#### Work request 1
In the blog post on teaching, how many people were in the biology class that the study examined?
#### Work request 2
From the blog post on teaching, list every component of the active learning format used in the biology class.
#### Work request 3
Carry on writing the blog post on teaching, picking up after its last sentence.

Document segment START

By Doug Ward
A new study suggests that all students gain when a lecture moves to an active learning format but that black students show even larger gains than white students, Ainissa Ramirez explains in an article for Edutopia.
The study examined results from a 400-person biology class at the University of North Carolina over six semesters. It found that black students scored better on tests after working in the active learning format. It also found that they were more likely to ask questions when a class used that format, which involved guided reading and pre-class exercises, team assignments in class, and discussion.
We’ve known for decades that lecture is the least effective means of helping students learn. The study’s authors suggest that lecture falls especially short for black students, saying that it is part of an educational system that has long catered to students who are primarily white and upper middle class. Edutopia goes as far as to ask, “Is Lecturing Culturally Biased?”
Drawing sweeping conclusions from a single study would be foolish. The North Carolina study, which you’ll find here, certainly raises intriguing questions, though, and offers yet another reason to move away from lecture.
Making online course materials easier to find
Well-designed courses are worthless if students can’t find the materials and information they need for learning.

Document segment END
Extracted material START

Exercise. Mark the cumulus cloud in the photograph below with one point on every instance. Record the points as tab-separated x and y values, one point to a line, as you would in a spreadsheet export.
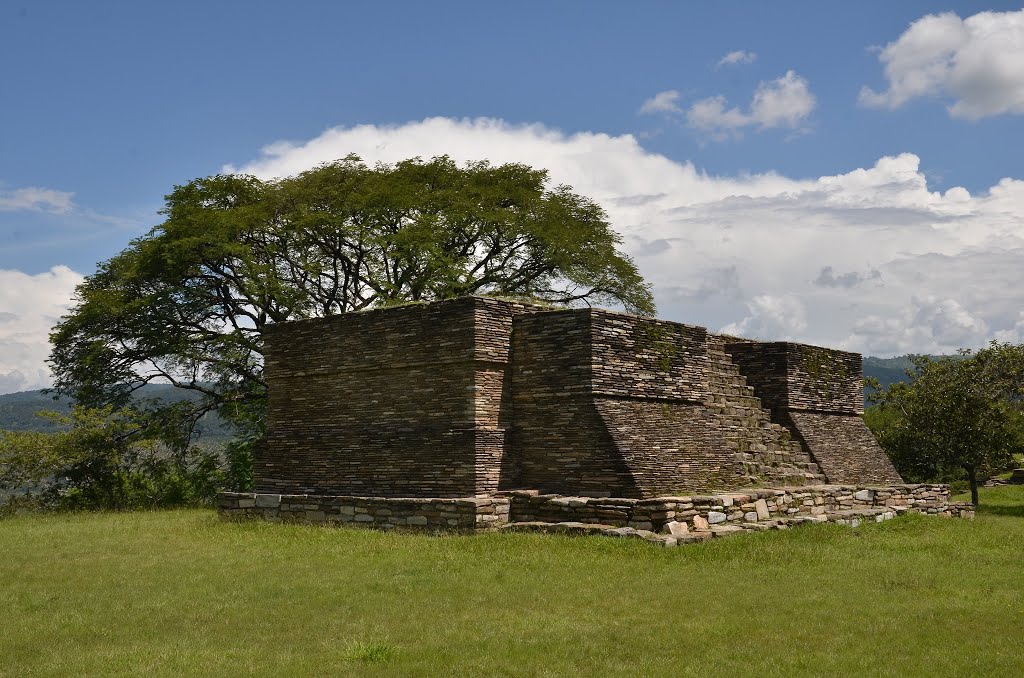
738	56
771	318
662	102
32	305
827	278
785	101
976	62
36	200
763	254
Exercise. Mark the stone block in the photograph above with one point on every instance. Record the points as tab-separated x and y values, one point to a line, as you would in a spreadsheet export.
716	517
267	501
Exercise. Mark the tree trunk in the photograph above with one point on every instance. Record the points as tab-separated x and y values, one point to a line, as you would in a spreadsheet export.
972	476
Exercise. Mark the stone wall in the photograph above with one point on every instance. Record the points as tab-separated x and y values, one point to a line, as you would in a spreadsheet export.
666	520
817	394
791	376
407	401
749	507
468	396
430	514
612	405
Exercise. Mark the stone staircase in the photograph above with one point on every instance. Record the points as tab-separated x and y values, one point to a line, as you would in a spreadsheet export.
767	451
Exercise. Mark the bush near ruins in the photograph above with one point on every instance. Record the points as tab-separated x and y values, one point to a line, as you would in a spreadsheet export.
187	302
107	459
957	417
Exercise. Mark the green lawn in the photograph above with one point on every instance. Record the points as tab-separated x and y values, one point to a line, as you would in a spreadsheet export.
181	593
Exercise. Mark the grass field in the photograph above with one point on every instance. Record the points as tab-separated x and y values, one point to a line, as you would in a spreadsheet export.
181	593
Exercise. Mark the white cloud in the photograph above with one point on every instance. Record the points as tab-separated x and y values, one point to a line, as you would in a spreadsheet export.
978	62
738	56
31	305
36	200
771	318
662	102
785	101
927	270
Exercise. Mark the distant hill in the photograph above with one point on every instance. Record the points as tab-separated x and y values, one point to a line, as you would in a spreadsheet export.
887	370
17	411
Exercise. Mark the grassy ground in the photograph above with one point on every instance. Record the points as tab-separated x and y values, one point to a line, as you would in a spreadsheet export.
181	593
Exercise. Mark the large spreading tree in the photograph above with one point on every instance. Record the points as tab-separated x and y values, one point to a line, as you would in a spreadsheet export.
187	302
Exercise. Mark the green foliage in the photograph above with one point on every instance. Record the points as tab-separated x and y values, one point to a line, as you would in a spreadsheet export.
826	375
187	303
954	415
104	459
665	343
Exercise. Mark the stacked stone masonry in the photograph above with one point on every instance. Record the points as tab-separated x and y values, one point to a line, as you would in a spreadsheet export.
469	396
664	520
478	413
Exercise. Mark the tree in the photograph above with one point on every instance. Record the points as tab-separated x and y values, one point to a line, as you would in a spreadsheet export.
104	459
960	412
187	302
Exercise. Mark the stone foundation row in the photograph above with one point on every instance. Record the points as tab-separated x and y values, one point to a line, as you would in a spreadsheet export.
667	520
430	514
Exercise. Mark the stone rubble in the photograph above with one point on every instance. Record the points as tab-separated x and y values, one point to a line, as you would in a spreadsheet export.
665	520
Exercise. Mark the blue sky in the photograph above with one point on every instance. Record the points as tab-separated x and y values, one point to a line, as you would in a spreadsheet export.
709	165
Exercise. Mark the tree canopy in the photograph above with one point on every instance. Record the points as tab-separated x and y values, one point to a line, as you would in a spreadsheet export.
187	302
955	413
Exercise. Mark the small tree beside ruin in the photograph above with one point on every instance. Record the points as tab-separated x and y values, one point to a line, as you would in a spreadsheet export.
955	413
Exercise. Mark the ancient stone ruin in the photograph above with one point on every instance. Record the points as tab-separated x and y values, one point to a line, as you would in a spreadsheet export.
478	412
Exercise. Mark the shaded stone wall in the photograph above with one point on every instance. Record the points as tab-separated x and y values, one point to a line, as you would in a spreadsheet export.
749	507
678	519
613	405
407	401
431	514
468	396
817	394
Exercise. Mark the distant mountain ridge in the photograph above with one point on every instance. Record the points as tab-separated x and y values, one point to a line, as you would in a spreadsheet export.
18	411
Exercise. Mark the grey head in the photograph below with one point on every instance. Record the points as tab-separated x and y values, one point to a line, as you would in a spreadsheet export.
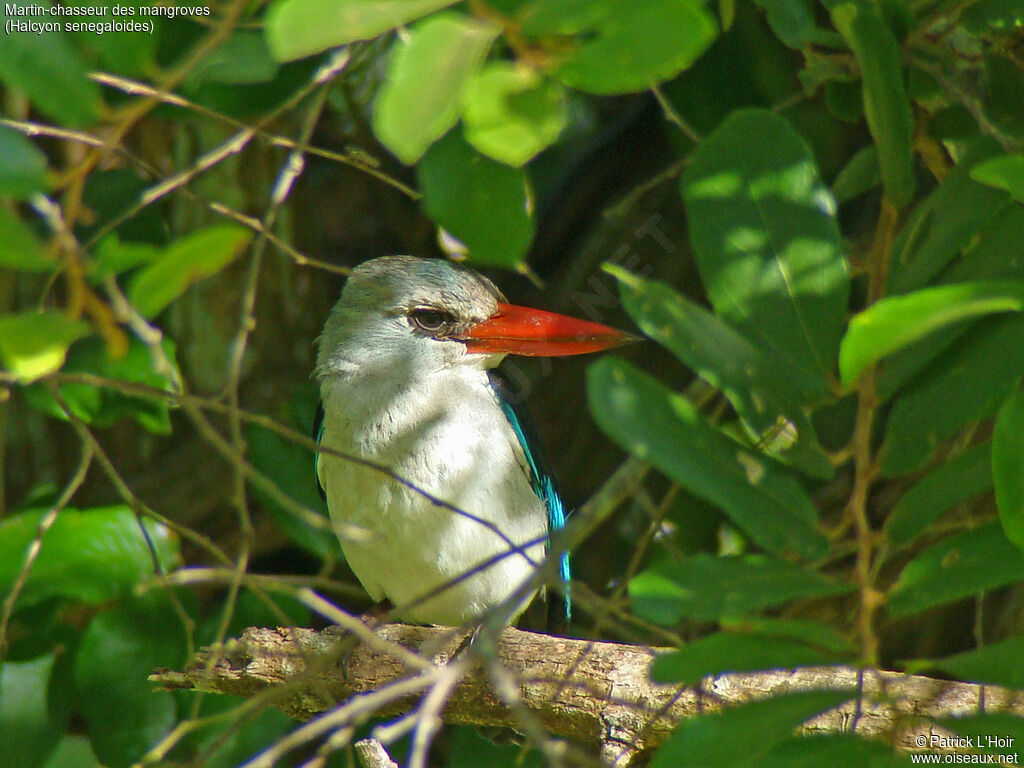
402	314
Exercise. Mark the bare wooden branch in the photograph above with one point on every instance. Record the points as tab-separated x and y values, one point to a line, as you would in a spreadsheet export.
598	693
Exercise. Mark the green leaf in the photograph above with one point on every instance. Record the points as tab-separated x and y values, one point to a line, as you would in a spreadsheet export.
709	588
104	407
35	344
665	429
792	20
896	322
23	167
759	390
187	260
1008	467
29	730
242	59
858	176
948	485
886	104
90	556
512	113
48	70
428	74
809	632
742	733
967	384
291	467
1006	172
112	257
125	717
301	28
835	751
628	52
998	664
482	203
767	244
946	223
19	248
955	568
729	651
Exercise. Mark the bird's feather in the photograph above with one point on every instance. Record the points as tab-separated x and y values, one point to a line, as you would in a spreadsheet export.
542	479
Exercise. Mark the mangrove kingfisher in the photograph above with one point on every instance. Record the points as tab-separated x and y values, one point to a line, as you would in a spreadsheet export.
460	520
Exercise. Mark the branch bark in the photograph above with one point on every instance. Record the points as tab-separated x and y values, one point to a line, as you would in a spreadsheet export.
598	693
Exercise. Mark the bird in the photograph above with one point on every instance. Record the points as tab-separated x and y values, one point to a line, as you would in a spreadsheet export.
423	450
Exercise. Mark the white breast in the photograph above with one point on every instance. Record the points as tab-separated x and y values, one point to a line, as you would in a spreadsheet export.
444	434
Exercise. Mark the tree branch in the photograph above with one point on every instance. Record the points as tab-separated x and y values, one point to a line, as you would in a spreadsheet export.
598	693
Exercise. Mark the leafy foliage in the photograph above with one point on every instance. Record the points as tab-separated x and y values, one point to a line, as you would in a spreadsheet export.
846	477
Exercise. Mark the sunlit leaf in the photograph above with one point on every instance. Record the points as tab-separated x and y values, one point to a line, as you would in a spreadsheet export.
894	323
767	244
428	73
35	344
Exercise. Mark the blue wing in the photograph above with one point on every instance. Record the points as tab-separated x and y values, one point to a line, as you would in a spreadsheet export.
541	478
318	436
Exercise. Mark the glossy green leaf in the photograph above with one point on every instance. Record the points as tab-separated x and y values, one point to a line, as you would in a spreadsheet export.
994	254
947	222
544	17
665	429
104	407
767	244
835	751
90	556
512	113
128	53
23	167
731	651
759	389
951	483
742	733
1005	172
886	104
125	717
291	468
858	176
19	248
999	731
35	344
955	568
1008	467
112	257
629	52
478	201
896	322
29	729
73	752
792	20
997	664
708	588
187	260
428	74
807	631
967	384
243	59
300	28
48	70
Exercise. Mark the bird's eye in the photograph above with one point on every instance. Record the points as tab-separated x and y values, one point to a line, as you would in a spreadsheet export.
431	321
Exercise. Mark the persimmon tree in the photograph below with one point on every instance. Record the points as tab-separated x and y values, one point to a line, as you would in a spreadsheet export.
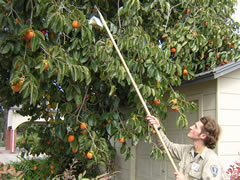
57	66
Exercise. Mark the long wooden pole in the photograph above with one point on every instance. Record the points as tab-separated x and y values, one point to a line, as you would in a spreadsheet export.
137	90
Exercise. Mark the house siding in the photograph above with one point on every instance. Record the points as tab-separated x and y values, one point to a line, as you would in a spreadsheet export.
148	169
228	117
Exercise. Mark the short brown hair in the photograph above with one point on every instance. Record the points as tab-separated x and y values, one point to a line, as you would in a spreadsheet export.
212	130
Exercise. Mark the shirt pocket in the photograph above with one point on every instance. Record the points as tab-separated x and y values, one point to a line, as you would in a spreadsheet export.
195	174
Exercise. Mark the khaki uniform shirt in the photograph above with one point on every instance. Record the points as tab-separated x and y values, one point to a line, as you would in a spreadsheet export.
204	166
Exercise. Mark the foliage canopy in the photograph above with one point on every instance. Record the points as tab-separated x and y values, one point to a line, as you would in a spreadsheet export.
69	75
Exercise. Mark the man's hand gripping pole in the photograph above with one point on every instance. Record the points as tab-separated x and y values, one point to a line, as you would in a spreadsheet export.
137	90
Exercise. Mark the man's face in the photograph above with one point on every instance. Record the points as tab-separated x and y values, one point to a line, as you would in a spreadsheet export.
195	131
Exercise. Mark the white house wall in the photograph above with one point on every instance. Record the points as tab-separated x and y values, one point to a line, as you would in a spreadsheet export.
229	117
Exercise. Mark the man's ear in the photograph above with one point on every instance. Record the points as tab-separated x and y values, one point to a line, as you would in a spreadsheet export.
203	136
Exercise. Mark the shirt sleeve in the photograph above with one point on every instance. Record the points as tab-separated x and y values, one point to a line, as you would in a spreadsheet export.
175	150
213	171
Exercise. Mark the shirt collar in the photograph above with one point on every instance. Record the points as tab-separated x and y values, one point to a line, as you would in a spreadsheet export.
202	154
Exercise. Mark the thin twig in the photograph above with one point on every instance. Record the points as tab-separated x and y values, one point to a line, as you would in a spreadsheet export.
119	20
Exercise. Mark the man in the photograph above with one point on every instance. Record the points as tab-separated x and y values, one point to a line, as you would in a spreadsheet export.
197	161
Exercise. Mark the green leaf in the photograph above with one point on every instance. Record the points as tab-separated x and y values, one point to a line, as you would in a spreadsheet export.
78	99
113	89
6	48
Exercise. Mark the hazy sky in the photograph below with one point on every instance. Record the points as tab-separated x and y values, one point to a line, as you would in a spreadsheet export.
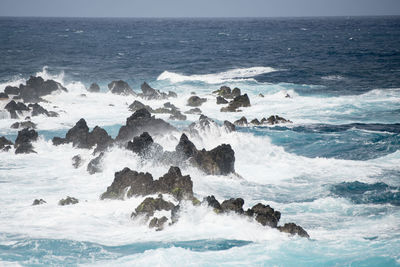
197	8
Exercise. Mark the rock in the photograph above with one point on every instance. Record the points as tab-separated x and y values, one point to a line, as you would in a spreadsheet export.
265	215
94	88
15	108
274	119
136	105
120	88
23	124
37	87
3	96
221	100
5	144
195	111
150	205
151	93
11	90
140	184
241	122
39	110
38	202
68	201
255	122
230	127
233	204
23	143
237	102
173	182
293	229
158	223
80	137
95	165
77	161
195	101
214	203
141	121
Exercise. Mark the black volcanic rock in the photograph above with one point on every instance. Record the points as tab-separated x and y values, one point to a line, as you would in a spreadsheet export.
195	101
142	121
23	143
120	88
94	88
36	87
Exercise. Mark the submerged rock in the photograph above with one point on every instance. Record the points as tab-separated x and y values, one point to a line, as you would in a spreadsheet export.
94	88
195	101
68	201
120	88
23	143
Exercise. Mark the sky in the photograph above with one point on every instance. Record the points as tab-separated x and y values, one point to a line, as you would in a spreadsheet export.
198	8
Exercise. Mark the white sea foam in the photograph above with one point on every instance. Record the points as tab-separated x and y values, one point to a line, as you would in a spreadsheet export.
243	74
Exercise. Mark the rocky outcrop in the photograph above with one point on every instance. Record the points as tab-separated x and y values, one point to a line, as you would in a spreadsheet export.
236	103
227	93
94	88
120	88
23	124
68	201
23	143
80	137
142	121
150	93
132	183
5	144
16	108
37	87
195	101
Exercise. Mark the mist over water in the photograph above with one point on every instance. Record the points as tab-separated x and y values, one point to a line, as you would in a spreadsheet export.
335	170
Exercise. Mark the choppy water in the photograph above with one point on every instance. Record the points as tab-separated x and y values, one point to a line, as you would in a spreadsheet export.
335	170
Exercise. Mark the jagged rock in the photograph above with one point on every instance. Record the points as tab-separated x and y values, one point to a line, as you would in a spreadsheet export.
77	161
265	215
94	88
39	110
3	96
233	204
230	127
158	223
15	108
241	122
195	111
293	229
275	119
214	203
68	201
23	143
150	205
221	100
23	124
38	202
95	165
133	183
237	102
11	90
136	105
5	144
120	88
80	136
195	101
142	121
36	87
255	122
151	93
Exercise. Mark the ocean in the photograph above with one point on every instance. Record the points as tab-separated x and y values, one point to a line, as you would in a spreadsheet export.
335	170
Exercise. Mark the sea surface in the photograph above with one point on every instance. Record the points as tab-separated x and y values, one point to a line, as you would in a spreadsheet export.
335	170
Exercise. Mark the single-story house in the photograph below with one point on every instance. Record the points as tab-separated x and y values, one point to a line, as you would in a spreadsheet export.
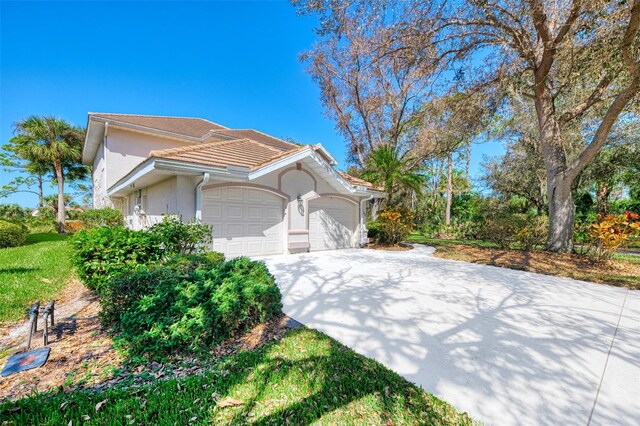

Extracted material END

#### Task answer 1
The class had 400 people.

#### Task answer 2
- Guided reading
- Pre-class exercises
- Team assignments in class
- Discussion

#### Task answer 3
That seems like a no-brainer, but far too many instructors don’t pay attention to how students will look for course material. As Karla Gutierrez of the Shift eLearning Blog explains, effective communication in a course makes all the difference in success or failure.
Gutierrez offers these tips for cutting down on confusion:
- Keep things clear and simple. That applies to both the design and the instructions.
- Make the technology invisible. That is, design course materials so that students can find them intuitively and don’t have to do lots of searching. Or, as Gutierrez puts it, “don’t make learners think.”
- Focus attention. That can be done with images, color, text and other means. The key is to use course design to lead students to the proper material.
I’d add one important element to that list: Ask students. Their feedback can prove invaluable.
Edudemic offers 15 lesson plans intended to help students become better online researchers. … Educational Technology and Mobile Learning offers a list of operators for refining Twitter searches. … Richard Byrne of Free Technology for Teachers offers a useful chart comparing 11 mindmapping tools. … Time magazine writes about a survey in which college graduates said their biggest regret was not doing a better job of planning and managing debt. … The Hechinger Report and U.S. News & World Report write about the only two states that have increased per-student spending on higher education in the last few years: North Dakota and Alaska.